Passage shown:
Nursing school whether PN or RN program is TIME consuming.
I went from CNA to LPN to RN (BSN).
LPN is VERY intense...you are learning nursing theory, the nursing process, A&P, fundamentals, Chronic Adults, Pharmaclogy Med Surg Nursing, Maternity/Post Partum, Peds, Leadership within or over a year, depending on how long the program is designed. Classes/Theory may last only 2-3 weeks, including Clinicals fir up to 3 days for 3 weeks. I worked 16 hrs shifts every other weekend when I was in that program. You had make time to learn theory, skills, care plan writing, etc.

Provided data:
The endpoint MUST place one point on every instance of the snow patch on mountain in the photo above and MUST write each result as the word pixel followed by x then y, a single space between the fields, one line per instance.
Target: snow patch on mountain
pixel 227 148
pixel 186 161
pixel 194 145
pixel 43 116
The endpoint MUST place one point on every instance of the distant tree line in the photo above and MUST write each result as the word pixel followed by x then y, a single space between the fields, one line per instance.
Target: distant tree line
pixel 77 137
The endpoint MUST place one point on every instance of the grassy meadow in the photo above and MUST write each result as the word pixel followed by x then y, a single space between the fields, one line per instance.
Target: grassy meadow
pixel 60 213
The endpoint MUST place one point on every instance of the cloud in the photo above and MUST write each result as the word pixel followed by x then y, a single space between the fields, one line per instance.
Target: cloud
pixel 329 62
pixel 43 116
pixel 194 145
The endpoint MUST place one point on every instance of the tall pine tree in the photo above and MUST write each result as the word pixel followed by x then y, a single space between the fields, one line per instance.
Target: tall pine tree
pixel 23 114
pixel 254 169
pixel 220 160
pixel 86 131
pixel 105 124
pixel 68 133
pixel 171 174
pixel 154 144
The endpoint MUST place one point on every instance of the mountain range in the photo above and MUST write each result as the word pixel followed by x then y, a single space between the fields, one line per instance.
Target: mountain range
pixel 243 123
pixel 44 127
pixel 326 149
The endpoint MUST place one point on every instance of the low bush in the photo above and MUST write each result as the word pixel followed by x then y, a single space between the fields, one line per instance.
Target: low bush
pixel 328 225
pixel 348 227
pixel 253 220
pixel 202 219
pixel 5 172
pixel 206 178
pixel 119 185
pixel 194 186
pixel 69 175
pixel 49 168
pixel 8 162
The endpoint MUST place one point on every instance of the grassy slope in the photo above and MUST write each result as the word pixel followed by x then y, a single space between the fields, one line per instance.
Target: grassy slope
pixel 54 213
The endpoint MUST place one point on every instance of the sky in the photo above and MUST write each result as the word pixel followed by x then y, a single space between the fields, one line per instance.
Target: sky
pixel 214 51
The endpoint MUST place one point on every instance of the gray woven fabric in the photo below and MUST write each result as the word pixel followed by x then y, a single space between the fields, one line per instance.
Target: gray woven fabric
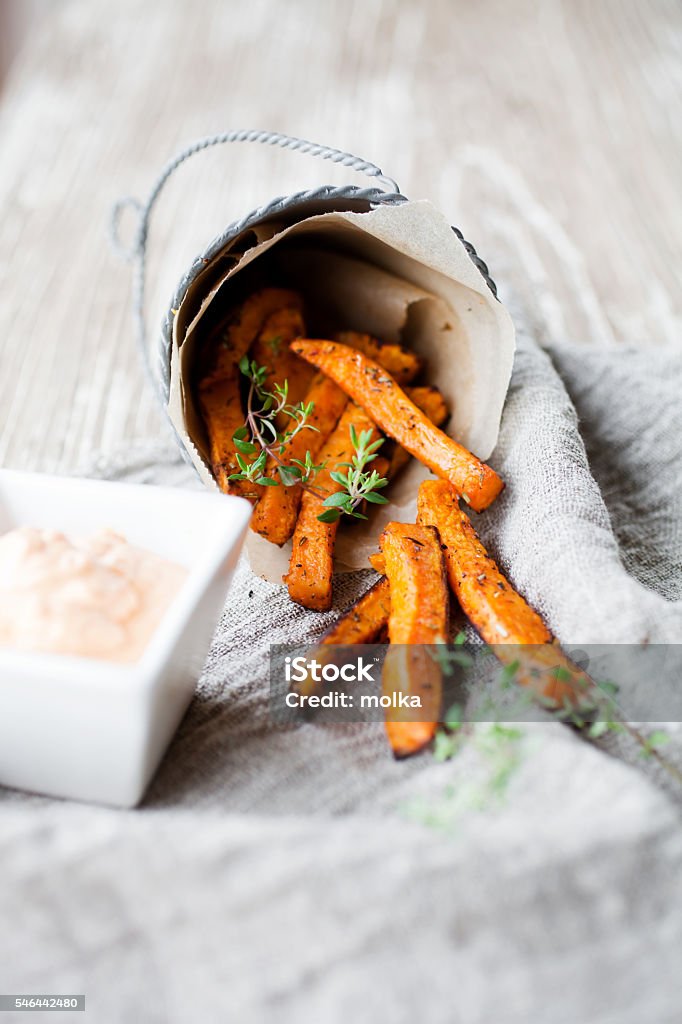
pixel 278 876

What to do:
(A) Output the post about nursing school word for word, everything from "Nursing school whether" down to "plan writing, etc.".
(B) Pick up the post about nursing school where it stops and continue it.

List of answers:
(A)
Nursing school whether PN or RN program is TIME consuming.
I went from CNA to LPN to RN (BSN).
LPN is VERY intense...you are learning nursing theory, the nursing process, A&P, fundamentals, Chronic Adults, Pharmaclogy Med Surg Nursing, Maternity/Post Partum, Peds, Leadership within or over a year, depending on how long the program is designed. Classes/Theory may last only 2-3 weeks, including Clinicals fir up to 3 days for 3 weeks. I worked 16 hrs shifts every other weekend when I was in that program. You had make time to learn theory, skills, care plan writing, etc.

(B)
RN programs...where to start??? The "Art and Science" of Nursing begins with fundamental building blocks prior to the major theory and scope of professional nursing practice. You have to do Anatomy & Physiology, Microbiology, Chemistry, Math, English Composition I & II, Nutrition, Humanities...Philosophy or History, foreign language can be an option if you are going for your Bachelors. These "Art"classes help with learning about different cultures, the why if some dynamics between cultures, how to communicate efficiently; The Science courses give you a background into the human body, the chemical and atmospheric pressures that occur within the body, and how nutrition drives the body's response. These will transfer into how to identify and intervene on the body's process are affected, how to communicate effectively during the nurse-pt relationship, especially when doing pt teaching and providing resources, how to double check med dosages, and provide evidence base practice through research.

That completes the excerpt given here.